** START **
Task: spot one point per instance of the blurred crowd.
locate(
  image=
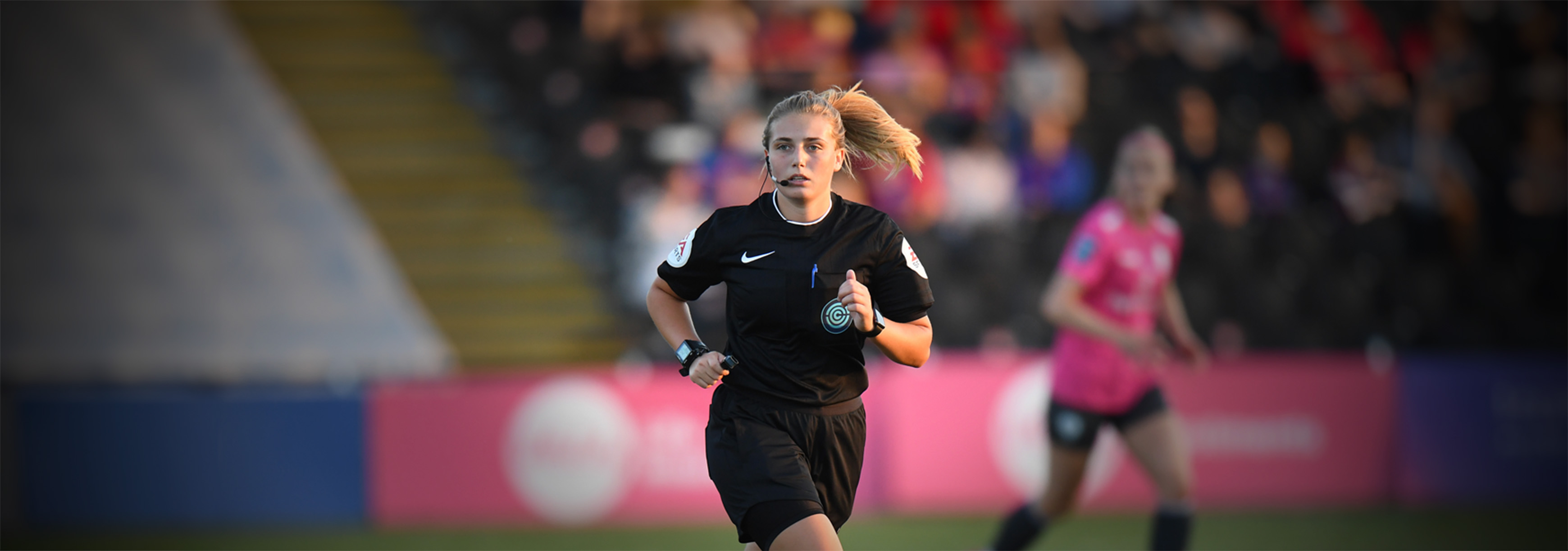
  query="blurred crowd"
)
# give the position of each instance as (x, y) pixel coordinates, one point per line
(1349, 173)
** END **
** START **
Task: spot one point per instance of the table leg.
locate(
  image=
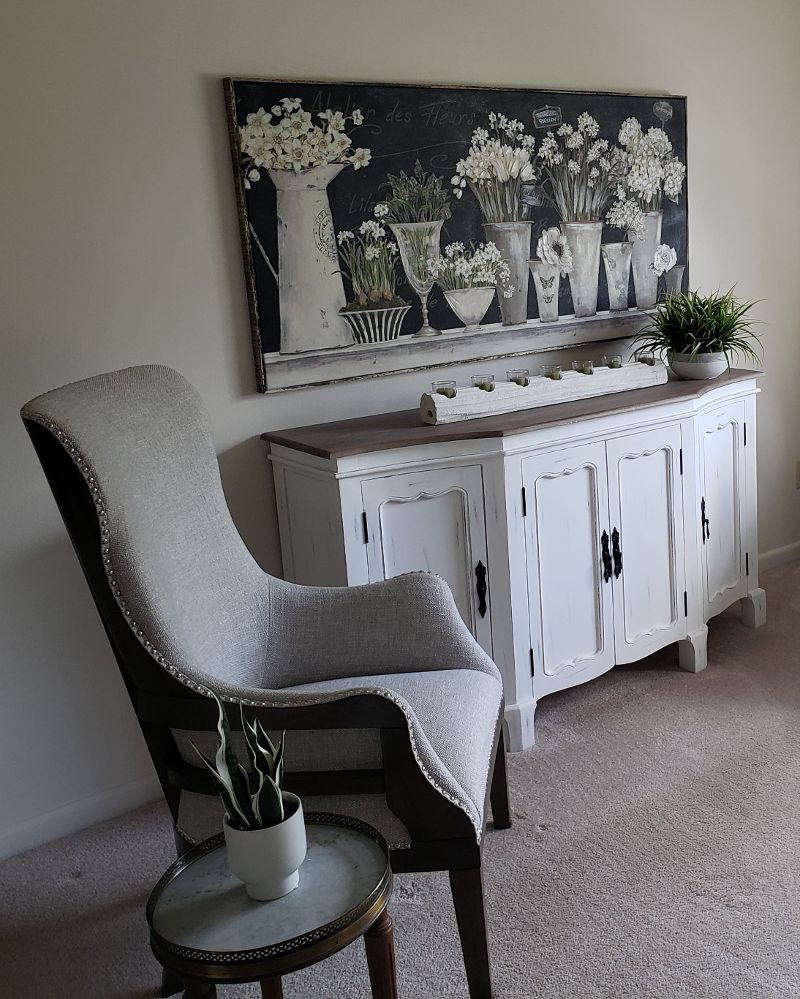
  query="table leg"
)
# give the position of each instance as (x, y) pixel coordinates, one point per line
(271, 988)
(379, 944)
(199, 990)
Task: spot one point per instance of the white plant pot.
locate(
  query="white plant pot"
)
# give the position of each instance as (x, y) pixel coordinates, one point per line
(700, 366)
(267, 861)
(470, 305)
** END **
TASK DESCRIPTION — Lay out the lines from the one with "Task: spot one point per instance of the blurred" up to and including the one with "(1349, 173)" as a Markdown table, with columns named Row and Line, numbering each row and skipping blank lines. Leave the pictures out.

EXERCISE RESULT —
| Row | Line |
|---|---|
| 1 | Task: spot one point per instance of the blurred crowd. |
| 2 | locate( |
| 3 |   image= |
| 4 |   query="blurred crowd" |
| 5 | ) |
| 6 | # give the position of each instance as (x, y) pixel coordinates, one point per line |
| 7 | (1349, 173) |